== EXTRACTED TEXT ==
Monday, May 21, 2018

COLUMN: Cancellations


Well, it's official. Good weather is upon us.

How do I know this? Is it because the flood waters have receded? Because the forecasters have retired the phrase "wintry mix" for at least a few months? Because the sun's out, people are milling around outdoors, and there's a certain magic in the air?

Nope. I know the weather's getting nice because every TV show that any of us care about has just been unceremoniously snuffed out of existence for the season, some never to return again.

I remember a day when I used to anxiously await network TV's annual spring upfronts, where they introduce and tease some of the new shows coming this fall. But this year especially, I found myself caring a lot less about new shows and a lot more about which current shows were facing the grim axe of cancellation.

Six months ago, I wrote a column celebrating the current slate of TV programming and told you that we were living in a new golden age of broadcasting. Half a year later, all those shows are cancelled and everything sucks again. Whoops, my bad.

Once upon a time, TV shows were given a fighting chance of survival. Even "My Mother The Car," an actual series about a guy's dead mother reincarnated as a 1928 Porter jalopy, a show widely considered to be the worst show in the history of television, aired 30 episodes before the network pulled the plug. (An actual episode synopsis: "Dave is forced to drive his mother/car to a mountaintop wedding, but along the way she gets drunk on antifreeze.")

These days, a struggling show is lucky to get six episodes before the axe falls. Imagine what television history would be like if networks always had this itchy of a trigger finger. When it started out, "Cheers" ranked 74th out of 77 shows on the air. "Seinfeld" was panned by test audiences. Neither show would have survived past its first season in today's market. With a kajillion different cable channels and limitless streaming options, networks no longer have the patience to nurse a show to success -- it's either a hit or a miss out the gate.

== THE TASK ==
Pick up the column on TV cancellations after its last sentence and keep writing it.

== SUPPLIED INFORMATION ==
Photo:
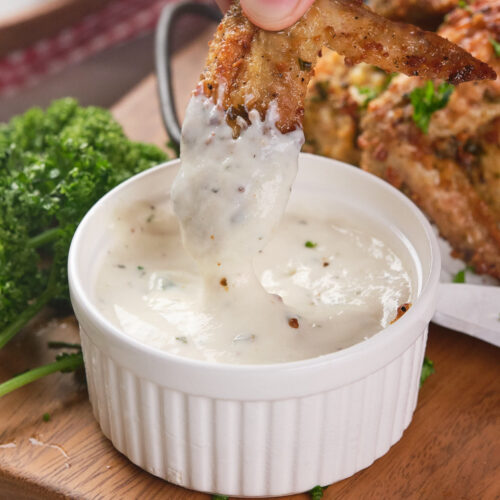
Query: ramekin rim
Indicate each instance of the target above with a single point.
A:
(429, 284)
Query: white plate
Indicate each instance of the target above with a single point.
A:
(472, 307)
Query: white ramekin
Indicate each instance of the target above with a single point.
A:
(259, 430)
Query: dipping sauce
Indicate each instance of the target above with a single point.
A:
(227, 292)
(339, 285)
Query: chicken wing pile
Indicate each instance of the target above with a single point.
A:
(248, 68)
(453, 171)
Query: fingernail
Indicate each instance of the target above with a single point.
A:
(275, 15)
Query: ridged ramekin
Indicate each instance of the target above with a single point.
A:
(258, 430)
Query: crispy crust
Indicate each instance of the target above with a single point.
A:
(427, 14)
(453, 172)
(248, 68)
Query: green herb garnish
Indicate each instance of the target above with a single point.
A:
(317, 492)
(496, 47)
(427, 370)
(426, 100)
(304, 65)
(54, 165)
(321, 90)
(369, 94)
(460, 276)
(64, 363)
(174, 147)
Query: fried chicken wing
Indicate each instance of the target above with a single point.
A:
(427, 14)
(336, 101)
(248, 68)
(453, 171)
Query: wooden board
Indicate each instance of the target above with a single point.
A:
(451, 449)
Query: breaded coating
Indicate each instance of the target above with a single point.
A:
(248, 68)
(336, 100)
(453, 171)
(427, 14)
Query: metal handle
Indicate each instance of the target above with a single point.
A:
(163, 55)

== TASK RESULT ==
And when you're only concerned with hits, what happens? You water creativity down, pander to middle America, and you're left with a schedule of singing contests, banal family sitcoms, and my absolute least favorite genre of TV: medical dramas. I swear, every one of them has the same plot:

Patient: "I have a head cold."

Doctor: "Well, let me just take a look... OMIGOD, YOU HAVE TERMINAL NOSE CANCER AND 45 MINUTES LEFT TO LIVE! #drama"

Patient: "Let me quickly make amends with my family and say something incredibly poignant about mortality. #Emmynominee"

Actor Playing Doctor: "I am now SO popular for playing this doctor that I am quitting the show to make movies with Brad Pitt. #Emmywinner"

Doctor: "OH NO, NOW I HAVE TERMINAL NOSE CANCER, TOO!"

This season's biggest success story was the return of fan favorites like "Will & Grace" and "Roseanne." As a result, next fall's schedule is filled to the brim with multi-camera sitcoms and retreads of past glories. "Murphy Brown" is coming back, and so are new versions of "Magnum P.I." and "Cagney and Lacey." WHY? Let ghosts lie, I say.

Why not just make a NEW show about two mismatched female detectives and name it something OTHER than "Cagney and Lacey?" If you made a new show about a small-town sheriff with a heart of gold, you wouldn't call it "The Andy Griffith Show." And how much staying power does the name "Cagney and Lacey" even HAVE, anyways? No offense, but hasn't the primary fanbase of the original series shuffled off to the great studio audience in the sky?

And to make room for this tidal wave of retreads, some truly great shows got the axe this year. "Designated Survivor" and "Last Man on Earth," both quality shows, end their legacies on cliffhangers that will never get resolved (although there are now rumours that Netflix may step in and save "Designated Survivor.")

My favorite new show of the year, "Kevin (Probably) Saves the World" now ends without fanfare, resolution, or any indication as to whether or not Kevin actually saves the world (Spoiler: He probably does.) The Grim Reaper of cancellation even reached my favorite show to hate-watch, the musical-drama "Rise." Now we'll never know whether or not a high school full of every cliche teenage stereotype can be saved by one dauntless drama teacher and his plucky production of "Spring Awakening."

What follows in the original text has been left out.